* **PASSAGE FOR REVIEW**
Content starts

Posted on 27. Oct, 2010 in News

A $4.9 million black hole in Ted Baillieu’s plan to hire more case workers means an $11,300 pay cut for Victoria’s case workers.

Treasurer John Lenders said Mr Baillieu released plans for an extra 60 case workers today but had only provided $16.9 million to pay these workers when in fact it would cost at least $21.8 million – a funding gap that can only be paid for by slashing the pay of Victoria’s case workers.

“Ted Baillieu would have to pay for his funding gap by slashing the pay of Victoria’s case workers,” Mr Lenders said.

“Just like Tony Abbott, Ted Baillieu is refusing to submit his election promises to the independent Victorian Treasury for costing.

“This is why Mr Baillieu must submit his policies for costing by the independent Victorian Treasury.  Mr Baillieu’s undercosting will dramatically affect the livelihood of Victoria’s frontline workers.

“The only way to find the true cost and the other implications of Mr Baillieu’s election promises is by having them assessed by the independent Victorian Treasury and posted on their website for the public to see.

“This is a tricky plan to cut the wages of Victoria’s case workers. WorkChoices is alive and well in Ted Baillieu’s plan to cut case worker pay.”

Minister for Mental Health and Community Services Lisa Neville said the Brumby Labor Government had always been committed to supporting vulnerable families and children.

“We have committed record funding to helping vulnerable Victorians through difficult times including delivering more than $330 million in the past two years alone,” Ms Neville said.

Content ends

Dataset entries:

Content starts

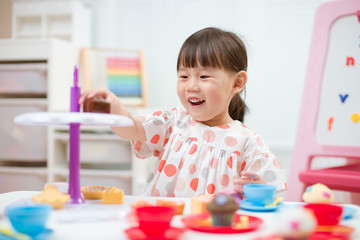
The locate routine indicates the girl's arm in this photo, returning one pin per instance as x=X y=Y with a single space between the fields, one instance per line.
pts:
x=136 y=132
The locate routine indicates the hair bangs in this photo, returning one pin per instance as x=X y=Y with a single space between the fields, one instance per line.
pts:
x=199 y=54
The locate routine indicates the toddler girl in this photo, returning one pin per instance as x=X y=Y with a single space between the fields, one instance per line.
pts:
x=205 y=147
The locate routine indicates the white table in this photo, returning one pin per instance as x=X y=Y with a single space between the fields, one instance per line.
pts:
x=100 y=221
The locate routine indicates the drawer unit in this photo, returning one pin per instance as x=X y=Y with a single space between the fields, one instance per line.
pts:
x=98 y=150
x=23 y=79
x=20 y=142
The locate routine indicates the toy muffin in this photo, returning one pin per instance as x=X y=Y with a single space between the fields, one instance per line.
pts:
x=318 y=193
x=222 y=209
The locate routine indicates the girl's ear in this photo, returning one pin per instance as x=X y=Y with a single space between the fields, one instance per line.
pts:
x=240 y=81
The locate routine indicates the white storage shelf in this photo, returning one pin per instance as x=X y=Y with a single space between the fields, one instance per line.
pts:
x=66 y=19
x=106 y=159
x=35 y=75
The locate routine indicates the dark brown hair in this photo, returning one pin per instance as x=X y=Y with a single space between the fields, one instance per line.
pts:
x=213 y=47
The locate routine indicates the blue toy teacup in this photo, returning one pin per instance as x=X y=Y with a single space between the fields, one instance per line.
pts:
x=259 y=194
x=29 y=219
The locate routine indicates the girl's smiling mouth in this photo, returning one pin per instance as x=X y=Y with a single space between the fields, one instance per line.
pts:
x=196 y=101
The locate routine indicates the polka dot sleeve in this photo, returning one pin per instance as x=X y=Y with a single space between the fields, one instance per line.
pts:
x=158 y=127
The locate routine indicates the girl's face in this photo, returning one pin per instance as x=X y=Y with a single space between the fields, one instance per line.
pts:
x=206 y=93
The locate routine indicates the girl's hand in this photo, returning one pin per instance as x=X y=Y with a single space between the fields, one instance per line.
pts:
x=247 y=178
x=116 y=106
x=135 y=132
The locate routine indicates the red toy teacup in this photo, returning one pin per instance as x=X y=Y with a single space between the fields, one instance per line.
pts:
x=154 y=220
x=325 y=214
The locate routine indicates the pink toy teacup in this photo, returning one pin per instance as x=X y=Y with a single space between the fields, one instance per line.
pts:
x=154 y=220
x=325 y=214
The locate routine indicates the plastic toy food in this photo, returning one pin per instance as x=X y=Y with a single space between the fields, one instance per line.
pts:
x=318 y=193
x=51 y=195
x=178 y=206
x=113 y=195
x=93 y=192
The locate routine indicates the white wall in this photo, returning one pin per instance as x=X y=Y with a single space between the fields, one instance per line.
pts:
x=277 y=34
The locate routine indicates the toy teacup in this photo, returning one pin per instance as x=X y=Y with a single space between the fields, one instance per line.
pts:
x=154 y=220
x=29 y=219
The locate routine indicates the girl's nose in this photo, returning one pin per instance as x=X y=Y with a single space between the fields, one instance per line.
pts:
x=193 y=85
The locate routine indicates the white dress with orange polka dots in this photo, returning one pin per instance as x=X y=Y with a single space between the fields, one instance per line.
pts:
x=195 y=159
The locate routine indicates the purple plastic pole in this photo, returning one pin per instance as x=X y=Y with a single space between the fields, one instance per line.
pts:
x=74 y=162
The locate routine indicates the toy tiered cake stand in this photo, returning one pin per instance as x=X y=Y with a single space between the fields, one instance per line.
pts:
x=73 y=119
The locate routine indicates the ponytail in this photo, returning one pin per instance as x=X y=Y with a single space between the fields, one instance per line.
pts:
x=237 y=108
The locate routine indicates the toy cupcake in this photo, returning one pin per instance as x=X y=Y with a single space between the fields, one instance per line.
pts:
x=222 y=209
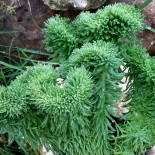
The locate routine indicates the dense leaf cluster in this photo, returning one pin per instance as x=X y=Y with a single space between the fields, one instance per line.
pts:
x=70 y=108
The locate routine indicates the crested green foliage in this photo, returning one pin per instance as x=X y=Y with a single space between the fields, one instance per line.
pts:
x=71 y=107
x=138 y=132
x=112 y=23
x=60 y=37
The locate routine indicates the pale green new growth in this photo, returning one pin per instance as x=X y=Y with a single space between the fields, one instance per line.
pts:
x=71 y=108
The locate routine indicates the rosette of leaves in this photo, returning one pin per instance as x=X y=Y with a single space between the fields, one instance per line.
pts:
x=60 y=37
x=112 y=23
x=138 y=130
x=102 y=60
x=47 y=107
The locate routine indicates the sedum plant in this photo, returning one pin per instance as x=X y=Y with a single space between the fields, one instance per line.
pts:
x=71 y=108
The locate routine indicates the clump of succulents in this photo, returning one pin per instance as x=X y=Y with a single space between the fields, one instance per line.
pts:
x=71 y=108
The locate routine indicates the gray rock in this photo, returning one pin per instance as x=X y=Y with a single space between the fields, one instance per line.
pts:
x=73 y=4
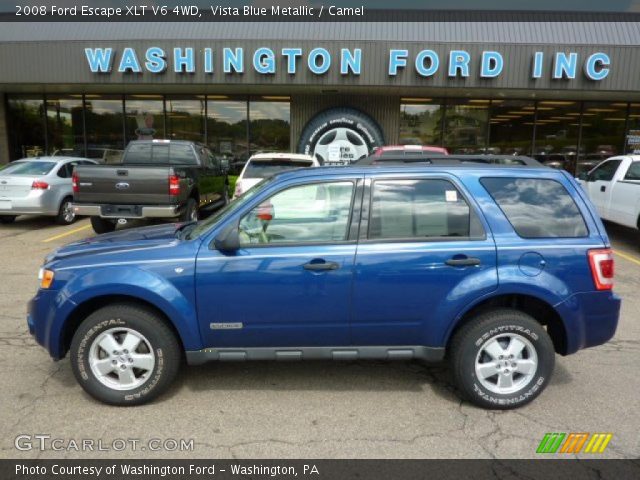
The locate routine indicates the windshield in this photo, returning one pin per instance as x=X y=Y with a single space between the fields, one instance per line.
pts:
x=201 y=227
x=264 y=168
x=28 y=168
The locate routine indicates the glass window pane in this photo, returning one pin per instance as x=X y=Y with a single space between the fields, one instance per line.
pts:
x=105 y=127
x=465 y=129
x=270 y=127
x=227 y=131
x=305 y=214
x=421 y=122
x=144 y=117
x=557 y=126
x=537 y=208
x=65 y=126
x=25 y=123
x=418 y=209
x=511 y=127
x=185 y=118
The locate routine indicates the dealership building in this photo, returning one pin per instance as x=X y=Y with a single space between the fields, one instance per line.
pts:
x=549 y=88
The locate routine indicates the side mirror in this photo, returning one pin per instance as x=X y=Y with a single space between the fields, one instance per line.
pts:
x=228 y=241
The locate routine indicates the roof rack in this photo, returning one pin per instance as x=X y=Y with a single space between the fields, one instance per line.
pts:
x=438 y=159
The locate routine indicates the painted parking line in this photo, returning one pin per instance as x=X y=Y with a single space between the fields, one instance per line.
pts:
x=628 y=257
x=66 y=234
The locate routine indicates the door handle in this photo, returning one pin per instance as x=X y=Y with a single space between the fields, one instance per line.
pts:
x=463 y=262
x=320 y=266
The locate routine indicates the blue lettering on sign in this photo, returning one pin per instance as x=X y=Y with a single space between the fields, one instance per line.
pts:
x=492 y=64
x=565 y=66
x=434 y=63
x=397 y=59
x=459 y=61
x=129 y=62
x=99 y=59
x=264 y=60
x=597 y=66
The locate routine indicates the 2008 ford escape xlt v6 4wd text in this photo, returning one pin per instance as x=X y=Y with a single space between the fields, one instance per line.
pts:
x=494 y=268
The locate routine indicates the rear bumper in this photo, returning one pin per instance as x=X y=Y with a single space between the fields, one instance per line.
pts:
x=590 y=319
x=146 y=211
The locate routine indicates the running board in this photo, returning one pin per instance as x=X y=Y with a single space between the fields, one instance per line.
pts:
x=427 y=354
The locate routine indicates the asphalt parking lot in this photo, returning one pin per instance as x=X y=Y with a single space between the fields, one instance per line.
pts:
x=307 y=410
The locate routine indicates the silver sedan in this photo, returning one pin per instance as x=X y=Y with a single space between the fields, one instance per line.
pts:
x=39 y=186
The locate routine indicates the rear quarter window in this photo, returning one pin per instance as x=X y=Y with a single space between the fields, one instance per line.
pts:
x=537 y=207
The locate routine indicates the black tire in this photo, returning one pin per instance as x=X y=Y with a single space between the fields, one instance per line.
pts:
x=190 y=212
x=102 y=225
x=471 y=339
x=64 y=217
x=364 y=132
x=142 y=321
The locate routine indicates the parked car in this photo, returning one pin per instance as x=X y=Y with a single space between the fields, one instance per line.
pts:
x=495 y=268
x=39 y=186
x=156 y=179
x=614 y=188
x=263 y=165
x=407 y=150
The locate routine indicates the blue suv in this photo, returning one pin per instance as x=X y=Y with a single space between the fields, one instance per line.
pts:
x=494 y=268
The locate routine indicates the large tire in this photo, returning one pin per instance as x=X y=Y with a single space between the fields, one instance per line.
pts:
x=125 y=355
x=340 y=136
x=66 y=216
x=502 y=359
x=190 y=212
x=102 y=225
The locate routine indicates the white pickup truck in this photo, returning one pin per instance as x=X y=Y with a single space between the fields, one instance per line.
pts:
x=614 y=188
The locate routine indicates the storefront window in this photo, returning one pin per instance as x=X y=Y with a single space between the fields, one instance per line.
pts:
x=465 y=126
x=25 y=122
x=511 y=127
x=227 y=130
x=144 y=117
x=557 y=127
x=420 y=122
x=65 y=126
x=105 y=127
x=270 y=125
x=185 y=118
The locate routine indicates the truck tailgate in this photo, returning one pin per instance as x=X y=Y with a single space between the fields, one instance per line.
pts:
x=126 y=185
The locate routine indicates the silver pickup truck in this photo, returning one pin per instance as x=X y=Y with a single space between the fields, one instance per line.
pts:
x=156 y=179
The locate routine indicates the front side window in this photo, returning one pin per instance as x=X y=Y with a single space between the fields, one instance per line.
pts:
x=606 y=171
x=420 y=209
x=537 y=208
x=314 y=213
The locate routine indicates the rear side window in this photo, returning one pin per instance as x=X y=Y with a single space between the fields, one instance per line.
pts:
x=537 y=208
x=420 y=209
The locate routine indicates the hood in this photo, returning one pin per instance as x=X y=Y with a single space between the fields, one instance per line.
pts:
x=131 y=239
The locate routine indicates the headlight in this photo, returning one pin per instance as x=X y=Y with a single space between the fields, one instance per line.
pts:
x=46 y=278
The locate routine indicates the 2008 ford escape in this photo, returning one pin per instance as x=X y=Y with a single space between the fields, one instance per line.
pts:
x=494 y=268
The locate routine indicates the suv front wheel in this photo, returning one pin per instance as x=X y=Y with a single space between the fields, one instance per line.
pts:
x=502 y=359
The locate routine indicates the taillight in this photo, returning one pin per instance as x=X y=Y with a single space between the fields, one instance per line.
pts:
x=602 y=268
x=74 y=183
x=174 y=185
x=39 y=185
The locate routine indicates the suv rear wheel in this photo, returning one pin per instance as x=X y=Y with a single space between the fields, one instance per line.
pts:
x=124 y=355
x=502 y=359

Content ends

* **TASKS**
1/ In the press release on the case worker plan, how many extra case workers does Mr Baillieu's plan propose?
2/ Say whether each statement agrees with the press release on the case worker plan, answering yes or no and quoting the deciding words: (a) Mr Baillieu's plan provided $16.9 million to pay the new workers. (b) Lisa Neville is the Treasurer. (c) The Government delivered more than $330 million to help vulnerable Victorians in the past two years.
3/ Carry on the press release on the case worker plan after its final sentence.

* **RESULTS FOR EACH TASK**
1/ An extra 60 case workers.

2/
(a) Yes: "had only provided $16.9 million to pay these workers"
(b) No: "Treasurer John Lenders"
(c) Yes: "delivering more than $330 million in the past two years alone"

3/
“We are reforming the sector, with more staff, more support for children in care and a greater focus on supporting families to keep them together long term.”

Ms Neville said much of the Opposition’s policy was already being implemented by the Brumby Labor Government, including priority access to mental health services for kids in care, educational assessments for kids in care and support to increase the skill of vulnerable parents.

“Our reforms are making a difference and that has been acknowledged by the sector. Thanks to our investment in the workforce, we now have around 100 more workers in the child protection sector than this time a year ago,” Ms Neville said.

“From this year’s Budget alone, we invested in more support for agencies to help vulnerable families before they reach crisis, through counselling, advice, in-home support and respite.

“We are expanding the number and quality of out-of-home care placements to meet the increasingly complex needs of children entering the care system and providing more therapeutic care options.

“We are also expanding the operations of the Office of the Child Safety Commissioner to improve accountability and monitoring of child protection, investing in more workers to expand health services for traumatised children and early childhood development workers to strengthen the links between children’s services.

“We acknowledge there is more to do and we are focussed on getting on with the job.

“Since 1999 our Government has increased the budgets for family and community services and, statutory child protection services by 163 per cent, from $215.8 million a year to $568 million a year.”